取り組む課題:
• 1. 自由主義批判に関する本文で、ヴィクトリア朝の最も優れた才能のある人たちとして名前が挙がっている人物をすべて書き出してください。
• 2. 自由主義批判に関する本文について、次の問いに答えてください。
(a) 私たちの時代の大衆神経症は何だとされていますか。
(b) 自由主義が想定する「原子」のような個人という人間観は、英語で何と批判されていますか。
(c) 共同体主義者は、「所与」を切り離して議論する自由主義の方法論をどう評価していますか。

本文:
ヴィクトリア朝の英国の病は、 閉所恐怖症でした。つまり、閉塞感があり、 この時代の最も優れた才能のある人たち、 ミルやカーライル、ニーチェやイプセン、 左派の人も右派の人も、もっと空気を、もっと光を、 と要求しました。 私たちの時代の大衆神経症は、 広所恐怖症です。人々はばらばらになり、 あまりにも指導されない状態を恐れています。…。 多すぎる自由は彼らを広大でよそよそしい何もない空間、 道や道標や目標のない砂漠に置き去りにするように見えるからです。
---アイザイア・バーリン
A・マッキンタイア(Alasdair MacIntyre)、C・テイラー(Charles Taylor)、 M・サンデル(Michael Sandel)らによる、 自由主義批判を指す。 彼らは総じて、自由主義が想定する人間観と、 その人間観に基づいた政府の役割を批判し、 共同体の価値を強調するため、この名前で呼ばれるようだ。
自由主義が想定する人間観とは、共同体主義者によれば、 特定の共同体の伝統や慣習から切り離された、 いわば「原子」のような個人である(`atomism'と批判される)。 この個人は社会契約によって自由に社会から出たり入ったりでき、 社会の価値観とはまったく無関係に 「善き生」 の構想を作ることができるとされる。 そればかりでなく、 個人の性別、人種、家族、等々の属性は「偶然的」で「切り離すことが可能」 なものと考えられ、 個人はこうした属性なしに人格あるいはアイデンティティを形成することが できると考えられる(「負荷なき自我」`unencumbered self'と批判される)。 要するに、自由主義者は個人を共同体からあまりに切り離して考えすぎだ、 ということである。 これは、普遍性を志向する自由主義が持つ没歴史的(ahistorical)な アプローチに対する批判とも言える。
これに対して、共同体主義者は、個人と共同体の密接な関係を強調する。 共同体の価値(伝統や慣習)や個人の属性(性別その他) というのは個人にとって「所与」のものとしてあり、 個人の人格や善き生の構想を考えるうえで捨象して考えることはできない。 こうした「所与」を切り離して議論する自由主義は、 方法論(議論の仕方)として最初から間違っている、とされる。

抽出データ項目
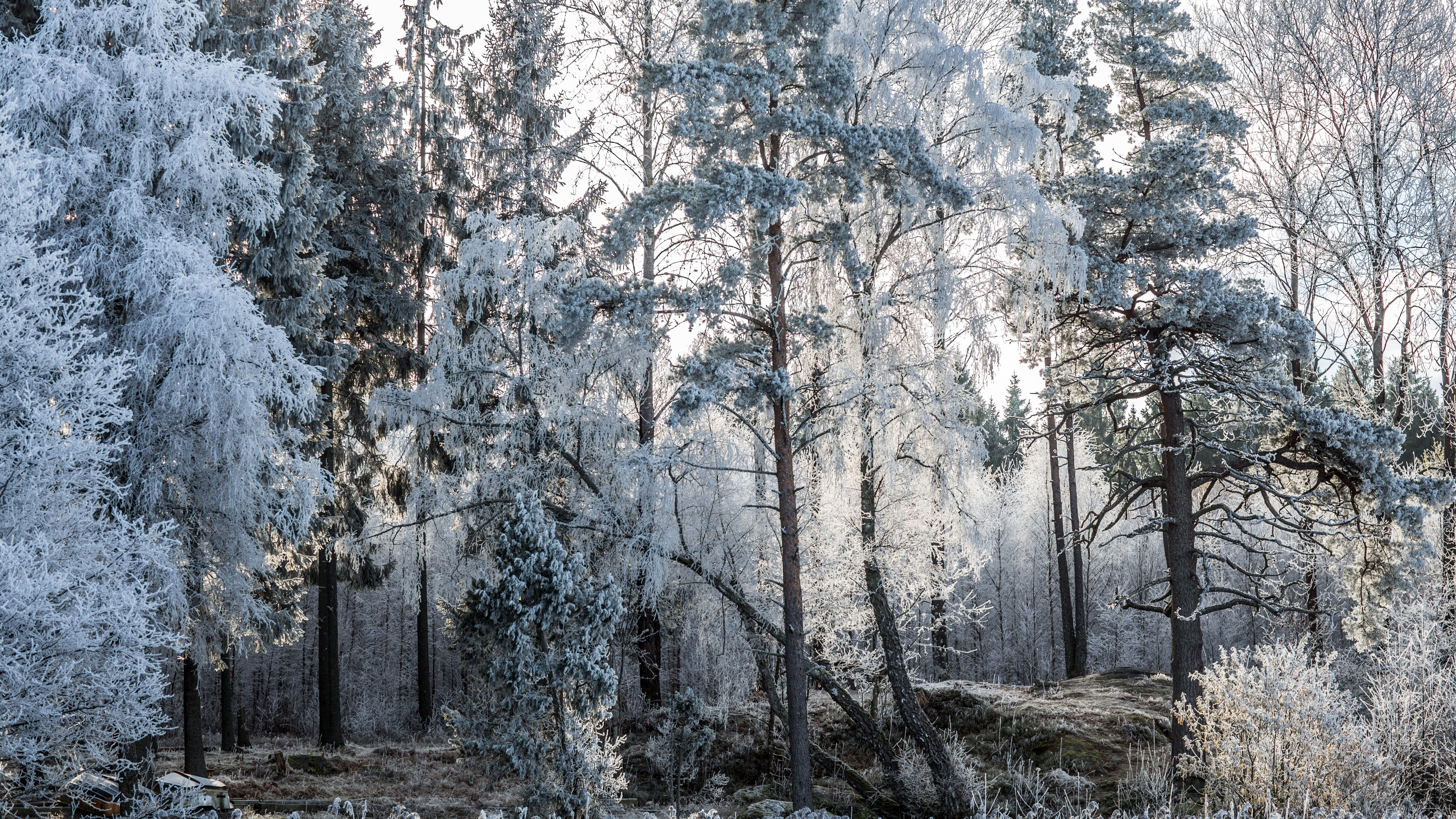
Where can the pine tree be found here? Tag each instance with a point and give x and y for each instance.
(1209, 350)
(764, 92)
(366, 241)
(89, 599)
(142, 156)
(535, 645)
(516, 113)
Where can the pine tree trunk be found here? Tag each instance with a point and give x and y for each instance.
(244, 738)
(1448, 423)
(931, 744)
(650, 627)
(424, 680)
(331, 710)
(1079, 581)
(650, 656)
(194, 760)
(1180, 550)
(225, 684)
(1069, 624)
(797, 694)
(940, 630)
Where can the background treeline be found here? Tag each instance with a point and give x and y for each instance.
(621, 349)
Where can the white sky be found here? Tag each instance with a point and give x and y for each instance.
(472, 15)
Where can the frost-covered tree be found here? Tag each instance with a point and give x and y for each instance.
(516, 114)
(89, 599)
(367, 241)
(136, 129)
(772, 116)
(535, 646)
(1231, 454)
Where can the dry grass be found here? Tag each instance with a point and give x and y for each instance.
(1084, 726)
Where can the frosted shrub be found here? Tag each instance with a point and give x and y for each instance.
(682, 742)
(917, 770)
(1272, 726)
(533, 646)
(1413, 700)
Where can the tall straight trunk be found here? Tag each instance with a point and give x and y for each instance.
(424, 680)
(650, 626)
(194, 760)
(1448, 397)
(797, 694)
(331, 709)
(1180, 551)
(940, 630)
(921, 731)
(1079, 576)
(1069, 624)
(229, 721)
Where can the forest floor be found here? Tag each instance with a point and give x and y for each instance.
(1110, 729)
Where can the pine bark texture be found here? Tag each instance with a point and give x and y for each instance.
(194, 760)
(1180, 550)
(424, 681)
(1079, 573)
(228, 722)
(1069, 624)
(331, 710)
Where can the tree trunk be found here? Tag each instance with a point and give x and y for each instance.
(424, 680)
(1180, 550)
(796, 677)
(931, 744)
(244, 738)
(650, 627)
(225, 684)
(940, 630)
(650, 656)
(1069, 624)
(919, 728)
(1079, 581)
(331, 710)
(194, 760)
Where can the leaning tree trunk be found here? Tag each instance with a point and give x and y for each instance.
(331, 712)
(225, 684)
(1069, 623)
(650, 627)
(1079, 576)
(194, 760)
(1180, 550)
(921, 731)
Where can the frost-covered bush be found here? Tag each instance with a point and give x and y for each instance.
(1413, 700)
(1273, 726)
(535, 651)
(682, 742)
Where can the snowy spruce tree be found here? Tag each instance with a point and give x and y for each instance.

解答:
• 1. ミル、カーライル、ニーチェ、イプセン

• 2.
(a) 広所恐怖症
(b) atomism
(c) 最初から間違っているとしています。